» What is expected
Rename "service" to "system" everywhere it appears in the lines below, and reproduce all the lines with every other word unchanged. Omit the pictures from your answer.

::: Dataset extract

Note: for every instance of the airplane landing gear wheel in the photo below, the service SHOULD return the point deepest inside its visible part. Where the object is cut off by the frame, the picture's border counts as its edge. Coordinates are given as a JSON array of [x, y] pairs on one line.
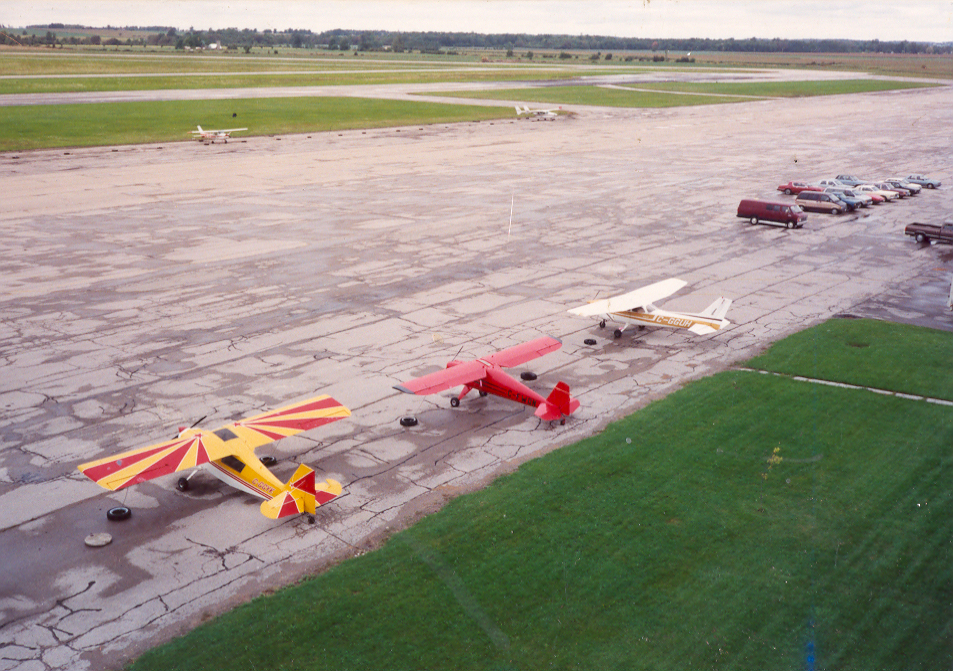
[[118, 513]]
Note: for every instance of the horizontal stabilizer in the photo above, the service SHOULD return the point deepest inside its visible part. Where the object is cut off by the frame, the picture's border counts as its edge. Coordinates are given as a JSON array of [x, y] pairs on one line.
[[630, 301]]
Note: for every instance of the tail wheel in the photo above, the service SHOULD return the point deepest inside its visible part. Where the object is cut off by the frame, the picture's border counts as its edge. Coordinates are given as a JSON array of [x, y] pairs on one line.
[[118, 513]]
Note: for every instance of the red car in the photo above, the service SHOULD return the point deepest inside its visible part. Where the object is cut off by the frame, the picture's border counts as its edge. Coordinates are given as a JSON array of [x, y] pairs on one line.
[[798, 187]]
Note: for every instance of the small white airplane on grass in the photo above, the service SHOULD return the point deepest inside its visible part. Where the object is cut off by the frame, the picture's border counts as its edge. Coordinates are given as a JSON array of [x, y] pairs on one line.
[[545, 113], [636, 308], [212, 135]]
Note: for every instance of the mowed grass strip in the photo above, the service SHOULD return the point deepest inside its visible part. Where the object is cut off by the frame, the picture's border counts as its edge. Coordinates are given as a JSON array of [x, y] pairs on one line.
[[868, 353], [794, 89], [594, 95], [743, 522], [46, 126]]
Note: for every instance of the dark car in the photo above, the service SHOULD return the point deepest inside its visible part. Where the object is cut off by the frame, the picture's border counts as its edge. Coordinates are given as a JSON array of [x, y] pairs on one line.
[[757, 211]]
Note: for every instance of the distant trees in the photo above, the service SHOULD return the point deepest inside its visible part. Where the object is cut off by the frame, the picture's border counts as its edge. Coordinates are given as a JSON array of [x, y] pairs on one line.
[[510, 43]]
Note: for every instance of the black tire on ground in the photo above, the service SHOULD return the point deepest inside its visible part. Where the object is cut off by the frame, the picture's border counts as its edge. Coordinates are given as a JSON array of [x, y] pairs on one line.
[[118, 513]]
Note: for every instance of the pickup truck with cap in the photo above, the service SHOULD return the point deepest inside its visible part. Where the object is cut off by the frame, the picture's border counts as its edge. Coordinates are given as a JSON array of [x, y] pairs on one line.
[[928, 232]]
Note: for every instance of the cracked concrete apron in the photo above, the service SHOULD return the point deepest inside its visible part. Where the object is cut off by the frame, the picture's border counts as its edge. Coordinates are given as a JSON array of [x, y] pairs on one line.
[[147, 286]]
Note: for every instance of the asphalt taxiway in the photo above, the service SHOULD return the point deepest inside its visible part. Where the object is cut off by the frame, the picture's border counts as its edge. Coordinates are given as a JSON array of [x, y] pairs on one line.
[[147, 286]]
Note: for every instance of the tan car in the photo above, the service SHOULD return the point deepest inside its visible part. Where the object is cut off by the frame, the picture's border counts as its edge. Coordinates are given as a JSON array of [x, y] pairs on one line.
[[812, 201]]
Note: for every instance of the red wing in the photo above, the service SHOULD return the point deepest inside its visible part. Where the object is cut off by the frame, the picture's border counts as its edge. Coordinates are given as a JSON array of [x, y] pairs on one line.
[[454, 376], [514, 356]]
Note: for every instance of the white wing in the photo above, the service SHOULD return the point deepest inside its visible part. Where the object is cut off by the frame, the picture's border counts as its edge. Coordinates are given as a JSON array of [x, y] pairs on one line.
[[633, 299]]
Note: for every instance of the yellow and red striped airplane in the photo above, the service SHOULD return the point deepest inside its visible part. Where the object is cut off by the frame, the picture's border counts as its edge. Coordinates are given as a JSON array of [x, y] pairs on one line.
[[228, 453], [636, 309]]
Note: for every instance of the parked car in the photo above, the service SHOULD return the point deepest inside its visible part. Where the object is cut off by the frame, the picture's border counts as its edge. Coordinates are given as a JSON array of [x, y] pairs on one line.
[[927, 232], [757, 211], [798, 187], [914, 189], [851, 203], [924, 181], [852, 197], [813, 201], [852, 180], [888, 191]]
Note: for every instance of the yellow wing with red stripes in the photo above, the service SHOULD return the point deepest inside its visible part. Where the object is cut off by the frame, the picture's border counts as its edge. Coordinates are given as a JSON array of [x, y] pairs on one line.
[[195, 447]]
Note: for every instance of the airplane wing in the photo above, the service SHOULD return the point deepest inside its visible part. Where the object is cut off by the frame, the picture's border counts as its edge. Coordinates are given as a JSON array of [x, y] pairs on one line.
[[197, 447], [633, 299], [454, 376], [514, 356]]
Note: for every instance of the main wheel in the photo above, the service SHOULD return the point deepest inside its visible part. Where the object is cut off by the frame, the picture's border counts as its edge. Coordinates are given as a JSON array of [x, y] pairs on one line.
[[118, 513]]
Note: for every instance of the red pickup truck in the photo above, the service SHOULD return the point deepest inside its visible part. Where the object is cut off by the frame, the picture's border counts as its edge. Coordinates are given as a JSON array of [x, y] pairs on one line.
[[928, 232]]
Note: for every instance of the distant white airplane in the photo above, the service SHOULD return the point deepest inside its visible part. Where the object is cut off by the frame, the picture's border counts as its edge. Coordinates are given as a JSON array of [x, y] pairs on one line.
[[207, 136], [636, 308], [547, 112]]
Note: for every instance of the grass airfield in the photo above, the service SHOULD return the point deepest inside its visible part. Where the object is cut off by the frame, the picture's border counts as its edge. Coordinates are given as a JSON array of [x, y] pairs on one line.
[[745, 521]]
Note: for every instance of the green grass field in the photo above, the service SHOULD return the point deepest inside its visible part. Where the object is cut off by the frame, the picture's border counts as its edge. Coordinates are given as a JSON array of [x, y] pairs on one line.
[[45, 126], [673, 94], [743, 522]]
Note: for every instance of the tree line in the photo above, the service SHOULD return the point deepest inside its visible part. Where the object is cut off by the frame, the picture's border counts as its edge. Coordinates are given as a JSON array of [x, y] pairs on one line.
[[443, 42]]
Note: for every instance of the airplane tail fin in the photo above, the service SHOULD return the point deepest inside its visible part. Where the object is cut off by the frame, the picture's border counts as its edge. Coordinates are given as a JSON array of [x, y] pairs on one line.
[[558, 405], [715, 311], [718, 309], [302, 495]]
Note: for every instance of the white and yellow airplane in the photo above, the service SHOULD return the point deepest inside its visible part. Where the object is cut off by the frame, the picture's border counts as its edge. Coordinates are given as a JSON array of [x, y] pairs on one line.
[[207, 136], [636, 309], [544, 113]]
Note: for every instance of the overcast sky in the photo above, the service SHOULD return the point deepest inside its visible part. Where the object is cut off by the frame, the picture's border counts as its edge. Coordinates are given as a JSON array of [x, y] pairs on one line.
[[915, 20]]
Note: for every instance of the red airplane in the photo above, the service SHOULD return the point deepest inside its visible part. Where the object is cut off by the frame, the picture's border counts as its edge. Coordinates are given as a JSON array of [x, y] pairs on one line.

::::::

» Correct output
Note: for every instance of the airplane landing gear wheel in the photo below, the system SHOULD return the point deepest inside its visible part. Where the object is cut off by the frame, the picture's border counts as its edge. Coordinates are given as a JSON array of [x, y] pairs on one line.
[[118, 513]]
Note: for every instance of the horizontal stabilizer in the photo above, the system SHOULD return the point deepest inside its visible part. Where the object is cut off by the frame, the picture's border counts as its edge. Coordinates are given as a JSON array of [x, y] pairs on one line.
[[630, 301]]
Note: for every instance of the tail wheel in the photo above, the system SHOULD return the point deepest inside its visible part. Where the object is cut off by the frame, the picture's border counts as its edge. Coordinates are given as a JSON array of [x, y] pairs on one line.
[[118, 513]]
Note: for every instance of the red car in the photo above, the system SHOULD return the point deepest inside its visible part. Where the object is cut off by the frame, the picture's border counts as its edge. Coordinates are given as a JSON array of [x, y] pairs on one line.
[[798, 187]]
Note: for every instance of the small white airplane on grass in the photo above, the system SHOULD return the point deepest inside its visible part. Where the object is cut off by the frame, the picture's border counts as its edge. Coordinates are given as a JSON array of [x, y] pairs on one line.
[[545, 113], [636, 308], [212, 135]]
Note: for every instance of the mowed grass strip in the photo above, the system SHOULD return the point deepest inside its visible part. Where the object is cut off by the frame, the picture's border counts as its edge. Coordinates are given as a JSON array of [x, y] pairs on one line.
[[868, 353], [794, 89], [594, 95], [743, 522], [46, 126]]
Note: for every instance of the dark car in the photo above, the system SHOULD return the point deepest inside its visible part. Where the object is cut off by the frame, the picture's border counts as its edge. Coordinates are given as a JSON array of [x, y] pairs on one line.
[[757, 211]]
Note: for every instance of the distant trees in the photo above, the system SHOULD return the point deepest inside its visible part. Where the object is cut off by the frame, the picture's border counts as its edge. Coordinates are given as a JSON array of [x, y] pairs on one line.
[[510, 43]]
Note: for every instance of the black tire on ground in the photo above, the system SHOULD return the point deepest inside its visible part. Where the object is cut off by the frame, the picture's border counts as its edge. Coordinates are given as a JSON array of [x, y] pairs on one line.
[[118, 513]]
Note: for every instance of the pickup truck with cap in the photo above, the system SHOULD return the point deepest inside its visible part. Where the object is cut off by the frame, the picture's border counts as its edge. Coordinates are given as a JSON array of [x, y] pairs on one line.
[[928, 232]]
Note: for every instance of the cracked concrete apron in the photo above, the system SHOULD return the point deepest inside its visible part. Where the object is cut off by the frame, the picture's border counts as its edge. Coordinates are given as a JSON array of [x, y] pairs on one line.
[[147, 286]]
Note: for every instance of the asphalt taxiway in the photo above, the system SHOULD return the point deepest inside its visible part. Where the object is cut off by the frame, the picture's border counts as its edge. Coordinates are given as a JSON array of [x, y] pairs on one line.
[[147, 286]]
Note: for every instance of the tan car in the photo above, the system SHOULD return the point deepest inside its visible part. Where the object is cut off by the frame, the picture's border counts as its edge. Coordinates are given as a JSON array of [x, y] pairs on one line.
[[812, 201]]
Note: for every instance of the red wing in the photo above, the system SHOULD return the point deepest inside its visible part. Where the object is cut off by the frame, the picture's border counts as its edge. Coordinates are given as a JSON array of [x, y] pairs on one line.
[[454, 376], [514, 356]]
Note: for every instance of the white wing in the photo above, the system SHOULD return the point deepest inside its visible part. Where the object is cut off by the frame, the picture's border counts as its edge. Coordinates are given as a JSON array of [x, y] pairs on one line.
[[633, 299]]
Note: for every instance of the yellow and red striped airplane in the photo above, the system SHOULD return the point deepest inside its visible part. Where the object is cut off by the frame, the picture's border counts as its edge. Coordinates are given as a JSON array of [x, y] pairs on one line.
[[228, 453], [636, 309]]
Note: for every instance of the parked car in the photo above, the system SHOULD return the point deepest inside its visible part. Where the object is cut off by the frame, the picture's border counts as its edge. Coordinates are given as a JSON array of [x, y] pairs on one line.
[[927, 232], [757, 211], [798, 187], [914, 189], [851, 203], [924, 181], [852, 197], [813, 201], [852, 180], [888, 191]]
Note: for every instance of the yellow wing with red stripes in the photo above, the system SHOULD return the point deepest inside its visible part. Where the object is cut off by the frame, the picture's border counts as its edge. Coordinates are given as a JSON array of [x, y] pairs on one line.
[[195, 447]]
Note: for every instance of the airplane wing in the photo above, the system SHOULD return the point deepest inside its visible part. Where the object is cut off by the frame, the picture's border counts as its edge. Coordinates are given as a JSON array of [x, y] pairs on one line.
[[197, 447], [633, 299], [454, 376], [514, 356]]
Note: for every instance of the main wheel in the photo above, the system SHOULD return the point deepest inside its visible part. Where the object is cut off by the frame, the picture's border counts as its edge. Coordinates are given as a JSON array of [x, y] pairs on one line.
[[118, 513]]
Note: for every instance of the red pickup truck in the photo above, the system SHOULD return the point deepest inside its visible part. Where the object is cut off by the frame, the picture's border counts as its edge. Coordinates are given as a JSON array of [x, y] pairs on one line.
[[928, 232]]
Note: for every instance of the distant white airplane in the photo above, the system SHOULD return the point deepest inside its visible part. Where the object is cut off by the frame, the picture's border counts as its edge. Coordinates are given as a JSON array of [x, y] pairs on one line.
[[207, 136], [636, 308], [547, 112]]
Note: for every instance of the grass airfield in the photo above, the system SHOULD return the point deepest inside its visible part. Where the object is cut off by the frame, the picture's border counts as its edge. Coordinates are given as a JSON array of [x, y] pairs on one line.
[[745, 521]]
Note: for every instance of the green grass field in the photo above, the system SHOULD return the point deepest inside its visible part. Where the object is cut off by the frame, the picture's border counts as its edge. Coordinates are given as a JSON array of [x, y] pairs on one line.
[[45, 126], [673, 94], [743, 522]]
Note: for every instance of the tree line in the photo above, the system SHOULD return the point deepest inside its visible part. Where the object is cut off by the frame, the picture's border counts as its edge. Coordinates are given as a JSON array of [x, y] pairs on one line.
[[443, 42]]
Note: for every instance of the airplane tail fin in the photo above, the system SHOULD return the point deepest inside its visible part. Where the object is cut off by the frame, the picture's border counts as its edge. Coordinates are given as a JSON array of [x, y] pairs on one line.
[[558, 405], [715, 311], [718, 309], [302, 495]]
Note: for every instance of the white and yellow airplane in the photo above, the system SHOULD return the point deepest inside its visible part. Where the object is cut off by the frame, the picture's border counts as its edge. Coordinates are given as a JSON array of [x, y] pairs on one line.
[[207, 136], [636, 309], [544, 113]]
Note: for every instance of the overcast sky in the photo above, the system SHOULD return the point deepest inside its visible part. Where the object is cut off by the frame, the picture's border counts as its edge. Coordinates are given as a JSON array of [x, y] pairs on one line.
[[915, 20]]
Note: for every instance of the red airplane in the photo above, the system SHOULD return the point deepest inside its visible part. Where the object is cut off by the frame, the picture's border counts as its edge. Coordinates are given as a JSON array of [x, y] pairs on one line.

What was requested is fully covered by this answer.